>> BEGIN Material for the task

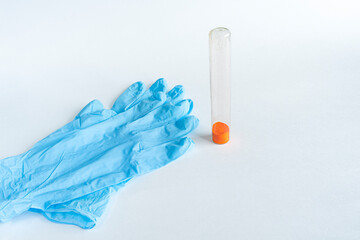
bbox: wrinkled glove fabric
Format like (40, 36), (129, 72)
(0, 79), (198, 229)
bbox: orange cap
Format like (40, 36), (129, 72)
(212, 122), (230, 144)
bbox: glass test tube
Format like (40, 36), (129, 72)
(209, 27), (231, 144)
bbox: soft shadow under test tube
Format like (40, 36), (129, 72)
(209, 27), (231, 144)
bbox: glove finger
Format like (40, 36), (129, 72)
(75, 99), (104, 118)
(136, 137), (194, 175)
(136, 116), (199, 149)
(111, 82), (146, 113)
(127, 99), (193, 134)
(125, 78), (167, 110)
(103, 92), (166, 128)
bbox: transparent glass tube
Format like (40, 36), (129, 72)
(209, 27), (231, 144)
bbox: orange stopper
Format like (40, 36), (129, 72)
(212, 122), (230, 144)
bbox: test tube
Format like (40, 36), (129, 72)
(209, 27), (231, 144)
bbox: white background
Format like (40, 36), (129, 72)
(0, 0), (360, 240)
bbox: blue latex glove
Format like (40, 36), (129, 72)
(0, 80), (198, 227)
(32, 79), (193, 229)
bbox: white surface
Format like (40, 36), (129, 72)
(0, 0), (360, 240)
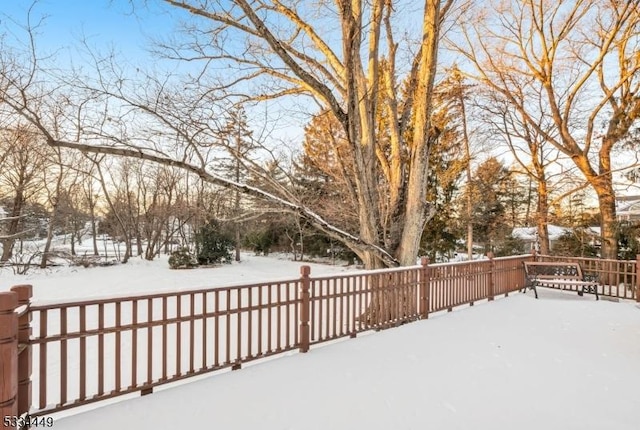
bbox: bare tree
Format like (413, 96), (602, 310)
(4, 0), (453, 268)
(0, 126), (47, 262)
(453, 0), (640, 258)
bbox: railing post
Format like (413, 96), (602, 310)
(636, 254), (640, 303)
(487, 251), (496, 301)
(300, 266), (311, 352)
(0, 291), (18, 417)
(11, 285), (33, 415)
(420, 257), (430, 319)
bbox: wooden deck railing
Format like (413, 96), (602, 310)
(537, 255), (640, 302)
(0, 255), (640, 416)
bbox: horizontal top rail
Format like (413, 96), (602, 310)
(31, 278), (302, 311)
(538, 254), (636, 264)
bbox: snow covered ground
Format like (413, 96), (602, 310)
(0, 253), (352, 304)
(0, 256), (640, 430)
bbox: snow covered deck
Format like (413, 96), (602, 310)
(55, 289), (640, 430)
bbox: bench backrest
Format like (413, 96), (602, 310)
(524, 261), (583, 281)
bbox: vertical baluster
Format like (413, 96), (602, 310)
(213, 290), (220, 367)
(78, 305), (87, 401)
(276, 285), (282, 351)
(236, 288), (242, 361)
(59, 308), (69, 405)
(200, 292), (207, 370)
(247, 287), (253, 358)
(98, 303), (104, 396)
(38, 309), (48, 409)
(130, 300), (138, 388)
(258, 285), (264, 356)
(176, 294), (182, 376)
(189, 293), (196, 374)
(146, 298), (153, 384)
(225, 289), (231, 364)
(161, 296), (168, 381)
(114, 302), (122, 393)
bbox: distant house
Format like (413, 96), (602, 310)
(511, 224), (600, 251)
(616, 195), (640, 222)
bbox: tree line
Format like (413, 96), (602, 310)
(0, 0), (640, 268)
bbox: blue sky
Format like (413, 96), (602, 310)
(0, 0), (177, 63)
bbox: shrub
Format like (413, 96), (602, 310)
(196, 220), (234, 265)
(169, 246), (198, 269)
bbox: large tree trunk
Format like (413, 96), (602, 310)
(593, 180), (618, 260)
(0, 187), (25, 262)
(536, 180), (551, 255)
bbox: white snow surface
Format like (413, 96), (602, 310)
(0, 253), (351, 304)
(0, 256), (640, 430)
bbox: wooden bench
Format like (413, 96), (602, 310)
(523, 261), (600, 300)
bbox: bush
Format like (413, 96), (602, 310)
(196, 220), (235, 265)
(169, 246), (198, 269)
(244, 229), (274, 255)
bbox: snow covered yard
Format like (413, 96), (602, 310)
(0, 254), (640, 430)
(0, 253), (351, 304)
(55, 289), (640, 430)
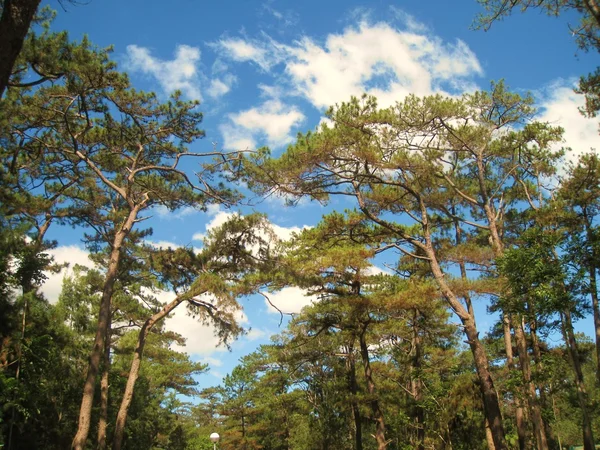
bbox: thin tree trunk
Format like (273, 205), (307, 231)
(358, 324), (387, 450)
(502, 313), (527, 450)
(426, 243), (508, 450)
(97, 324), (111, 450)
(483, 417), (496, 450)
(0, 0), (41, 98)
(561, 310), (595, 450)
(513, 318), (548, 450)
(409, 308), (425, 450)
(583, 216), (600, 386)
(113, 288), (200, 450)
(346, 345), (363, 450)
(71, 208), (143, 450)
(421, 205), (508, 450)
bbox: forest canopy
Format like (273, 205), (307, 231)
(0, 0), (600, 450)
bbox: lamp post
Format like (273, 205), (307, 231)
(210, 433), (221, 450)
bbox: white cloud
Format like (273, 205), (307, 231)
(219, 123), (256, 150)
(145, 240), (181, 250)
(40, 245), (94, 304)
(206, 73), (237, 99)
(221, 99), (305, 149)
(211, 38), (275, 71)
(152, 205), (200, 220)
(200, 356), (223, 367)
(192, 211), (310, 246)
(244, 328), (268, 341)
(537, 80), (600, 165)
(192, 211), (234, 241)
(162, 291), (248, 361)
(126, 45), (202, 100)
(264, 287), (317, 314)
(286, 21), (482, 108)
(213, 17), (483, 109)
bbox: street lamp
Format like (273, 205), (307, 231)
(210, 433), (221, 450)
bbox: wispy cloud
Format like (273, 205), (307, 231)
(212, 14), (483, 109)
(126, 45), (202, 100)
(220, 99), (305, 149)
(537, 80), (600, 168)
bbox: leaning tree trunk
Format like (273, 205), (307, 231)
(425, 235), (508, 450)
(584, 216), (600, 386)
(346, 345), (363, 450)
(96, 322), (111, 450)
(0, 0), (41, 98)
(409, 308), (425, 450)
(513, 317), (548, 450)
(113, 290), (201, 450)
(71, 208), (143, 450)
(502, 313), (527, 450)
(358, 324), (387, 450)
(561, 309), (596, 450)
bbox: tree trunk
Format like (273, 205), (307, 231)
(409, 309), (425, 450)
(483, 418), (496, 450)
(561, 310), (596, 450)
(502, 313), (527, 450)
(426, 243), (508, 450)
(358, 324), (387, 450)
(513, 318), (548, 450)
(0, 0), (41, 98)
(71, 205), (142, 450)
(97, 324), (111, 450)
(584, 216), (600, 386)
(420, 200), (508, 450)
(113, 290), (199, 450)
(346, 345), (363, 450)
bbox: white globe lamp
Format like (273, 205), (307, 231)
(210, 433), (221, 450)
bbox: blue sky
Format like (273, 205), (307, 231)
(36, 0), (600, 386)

>> END Material for the task

▸ Problem details:
Please copy out the lines above word for word, leaving out the pictures.

▸ Finished task:
bbox: wrinkled glove fabric
Format like (40, 36), (129, 72)
(0, 79), (198, 229)
bbox: orange cap
Format like (40, 36), (129, 72)
(212, 122), (230, 144)
bbox: glass test tube
Format like (40, 36), (129, 72)
(209, 27), (231, 144)
bbox: soft shadow under test tube
Format like (40, 36), (129, 72)
(209, 27), (231, 144)
bbox: glove finger
Format like (40, 36), (129, 72)
(75, 99), (104, 118)
(136, 137), (194, 175)
(136, 116), (199, 149)
(111, 82), (146, 113)
(127, 99), (193, 134)
(125, 78), (167, 110)
(103, 92), (166, 128)
bbox: transparent glass tube
Format like (40, 36), (129, 72)
(209, 27), (231, 144)
bbox: orange stopper
Format like (40, 36), (129, 72)
(212, 122), (230, 144)
bbox: test tube
Format like (40, 36), (129, 72)
(209, 27), (231, 144)
bbox: white background
Format like (40, 36), (129, 72)
(0, 0), (360, 240)
bbox: blue latex glove
Format like (40, 36), (129, 72)
(0, 80), (198, 227)
(32, 79), (193, 229)
bbox: white surface
Format like (40, 36), (129, 72)
(0, 0), (360, 240)
bbox: bare tree
Format like (413, 96), (602, 310)
(4, 0), (453, 268)
(0, 126), (47, 262)
(453, 0), (640, 258)
bbox: railing post
Format like (413, 96), (602, 310)
(636, 254), (640, 303)
(487, 251), (496, 301)
(300, 266), (311, 352)
(0, 291), (18, 417)
(11, 285), (33, 415)
(420, 257), (430, 319)
bbox: wooden deck railing
Format like (413, 96), (602, 310)
(537, 255), (640, 302)
(0, 255), (640, 416)
bbox: horizontal top rail
Format like (413, 96), (602, 310)
(31, 278), (302, 311)
(538, 254), (636, 264)
bbox: snow covered ground
Format like (413, 96), (602, 310)
(0, 253), (352, 304)
(0, 256), (640, 430)
bbox: snow covered deck
Format like (413, 96), (602, 310)
(55, 289), (640, 430)
bbox: bench backrest
Format like (413, 96), (602, 310)
(524, 261), (583, 281)
bbox: vertical baluster
Format like (413, 96), (602, 310)
(213, 290), (220, 367)
(78, 305), (87, 401)
(276, 285), (282, 351)
(236, 288), (242, 361)
(59, 308), (69, 405)
(200, 292), (207, 370)
(247, 287), (253, 358)
(98, 303), (104, 396)
(38, 309), (48, 409)
(130, 300), (138, 388)
(258, 285), (264, 356)
(176, 294), (182, 376)
(189, 293), (196, 374)
(146, 298), (153, 384)
(225, 289), (231, 364)
(161, 296), (168, 381)
(114, 302), (122, 393)
bbox: distant house
Format like (413, 96), (602, 310)
(511, 224), (600, 251)
(616, 195), (640, 222)
bbox: tree line
Format like (413, 96), (602, 310)
(0, 0), (640, 268)
bbox: blue sky
Format like (413, 96), (602, 310)
(0, 0), (177, 63)
bbox: shrub
Format like (413, 96), (602, 310)
(196, 220), (234, 265)
(169, 246), (198, 269)
bbox: large tree trunk
Format like (413, 96), (602, 310)
(593, 180), (618, 260)
(0, 187), (25, 262)
(536, 180), (551, 255)
bbox: white snow surface
Format like (413, 96), (602, 310)
(0, 253), (351, 304)
(0, 256), (640, 430)
bbox: wooden bench
Format like (413, 96), (602, 310)
(523, 261), (600, 300)
bbox: bush
Format like (413, 96), (602, 310)
(196, 220), (235, 265)
(169, 246), (198, 269)
(244, 229), (274, 255)
bbox: snow covered yard
Format like (413, 96), (602, 310)
(0, 254), (640, 430)
(0, 253), (351, 304)
(55, 289), (640, 430)
bbox: thin tree trunk
Format like (273, 205), (307, 231)
(358, 324), (387, 450)
(502, 313), (527, 450)
(426, 243), (508, 450)
(97, 324), (111, 450)
(483, 417), (496, 450)
(0, 0), (41, 98)
(561, 310), (595, 450)
(513, 318), (548, 450)
(409, 308), (425, 450)
(583, 216), (600, 386)
(113, 288), (200, 450)
(346, 345), (363, 450)
(71, 208), (143, 450)
(421, 205), (508, 450)
bbox: forest canopy
Format like (273, 205), (307, 231)
(0, 0), (600, 450)
bbox: lamp post
Format like (273, 205), (307, 231)
(210, 433), (221, 450)
bbox: white cloud
Format like (273, 205), (307, 231)
(219, 123), (256, 150)
(145, 240), (181, 250)
(40, 245), (94, 304)
(206, 73), (237, 99)
(221, 99), (305, 149)
(211, 38), (275, 71)
(152, 205), (200, 220)
(200, 356), (223, 367)
(192, 211), (310, 246)
(244, 328), (268, 341)
(537, 80), (600, 165)
(192, 211), (234, 241)
(162, 291), (248, 361)
(126, 45), (202, 100)
(264, 287), (317, 314)
(286, 21), (482, 108)
(213, 17), (483, 109)
bbox: street lamp
Format like (273, 205), (307, 231)
(210, 433), (221, 450)
bbox: wispy cloud
Format like (273, 205), (307, 231)
(212, 14), (483, 109)
(126, 45), (202, 100)
(220, 99), (305, 149)
(537, 80), (600, 168)
bbox: leaning tree trunk
Format like (273, 205), (307, 231)
(425, 235), (508, 450)
(584, 216), (600, 386)
(346, 345), (363, 450)
(96, 322), (111, 450)
(0, 0), (41, 98)
(409, 308), (425, 450)
(513, 317), (548, 450)
(113, 290), (201, 450)
(71, 208), (143, 450)
(502, 313), (527, 450)
(358, 324), (387, 450)
(561, 309), (596, 450)
bbox: tree trunk
Format like (273, 205), (307, 231)
(409, 309), (425, 450)
(483, 418), (496, 450)
(561, 310), (596, 450)
(502, 313), (527, 450)
(426, 243), (508, 450)
(358, 324), (387, 450)
(513, 318), (548, 450)
(0, 0), (41, 98)
(71, 205), (142, 450)
(97, 324), (111, 450)
(584, 216), (600, 386)
(420, 200), (508, 450)
(113, 290), (199, 450)
(346, 345), (363, 450)
bbox: white globe lamp
Format like (273, 205), (307, 231)
(210, 433), (221, 450)
bbox: blue sky
Format like (273, 205), (307, 231)
(36, 0), (600, 386)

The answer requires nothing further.